--- BEGIN ---

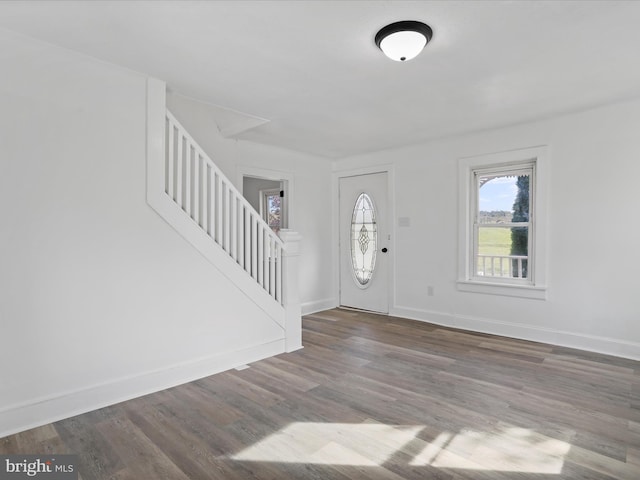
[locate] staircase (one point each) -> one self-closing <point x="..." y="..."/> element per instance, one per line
<point x="187" y="189"/>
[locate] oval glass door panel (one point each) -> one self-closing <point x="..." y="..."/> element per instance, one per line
<point x="364" y="240"/>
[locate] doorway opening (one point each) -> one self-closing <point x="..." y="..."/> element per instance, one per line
<point x="270" y="198"/>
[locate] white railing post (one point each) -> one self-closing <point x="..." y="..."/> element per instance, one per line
<point x="291" y="295"/>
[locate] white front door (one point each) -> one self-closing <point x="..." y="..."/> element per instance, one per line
<point x="364" y="242"/>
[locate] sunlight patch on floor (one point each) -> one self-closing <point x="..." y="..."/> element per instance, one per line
<point x="507" y="449"/>
<point x="370" y="444"/>
<point x="362" y="444"/>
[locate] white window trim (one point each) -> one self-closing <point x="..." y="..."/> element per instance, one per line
<point x="467" y="282"/>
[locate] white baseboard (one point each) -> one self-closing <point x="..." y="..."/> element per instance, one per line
<point x="563" y="338"/>
<point x="319" y="305"/>
<point x="38" y="412"/>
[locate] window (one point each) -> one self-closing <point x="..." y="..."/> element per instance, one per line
<point x="502" y="223"/>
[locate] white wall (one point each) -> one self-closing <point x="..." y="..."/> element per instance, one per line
<point x="594" y="233"/>
<point x="100" y="300"/>
<point x="309" y="192"/>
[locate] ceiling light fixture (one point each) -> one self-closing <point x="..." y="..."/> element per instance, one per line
<point x="404" y="40"/>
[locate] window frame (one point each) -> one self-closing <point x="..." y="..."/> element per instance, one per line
<point x="511" y="162"/>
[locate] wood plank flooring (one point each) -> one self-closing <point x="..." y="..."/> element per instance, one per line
<point x="373" y="397"/>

--- END ---

● **Goal**:
Please reproduce all of the records above line for line, leaving out the pictures.

● **Response**:
[locate] staircase (one point each) -> one self-closing <point x="..." y="..."/> element per instance, one per line
<point x="187" y="189"/>
[locate] oval glass door panel (one point each) -> one self-closing <point x="..." y="..."/> element per instance, one per line
<point x="364" y="240"/>
[locate] doorway opening (one point each) -> one self-closing <point x="..." y="..."/> element per instance, one per line
<point x="270" y="198"/>
[locate] white railing post (one point each) -> one self-closing <point x="..." y="..."/> element per instance, one per line
<point x="291" y="295"/>
[locate] white front door (one point each) -> one self-closing <point x="..." y="..."/> element per instance, one per line
<point x="364" y="242"/>
[locate] sunlight patch on floor (one point each) -> one self-closing <point x="..." y="..."/> element per instance, one per line
<point x="507" y="449"/>
<point x="370" y="444"/>
<point x="362" y="444"/>
[locate] white window trim (one point each) -> one self-closing <point x="..." y="..."/> element per instance, one per line
<point x="467" y="282"/>
[locate] white baseboard (one point each) -> one self-closing <point x="..." y="..."/> element per instance, one per line
<point x="563" y="338"/>
<point x="319" y="305"/>
<point x="38" y="412"/>
[locate] window (one point each) -> one self-closing <point x="..." y="..."/> element per instance, one per line
<point x="502" y="223"/>
[locate] white wall (one point each) -> one self-closing <point x="..." y="..."/> element per instance, one per line
<point x="594" y="233"/>
<point x="100" y="300"/>
<point x="309" y="192"/>
[locate] ceiling light fixture (one point each) -> one self-closing <point x="..." y="..."/> element per instance, one per line
<point x="404" y="40"/>
[locate] window frame (one point each) -> one self-closing <point x="..." y="..."/> element per instance, one per line
<point x="511" y="162"/>
[locate] wood plank flooring (one point each) -> one self-closing <point x="..." y="..."/> element per instance, one per line
<point x="373" y="397"/>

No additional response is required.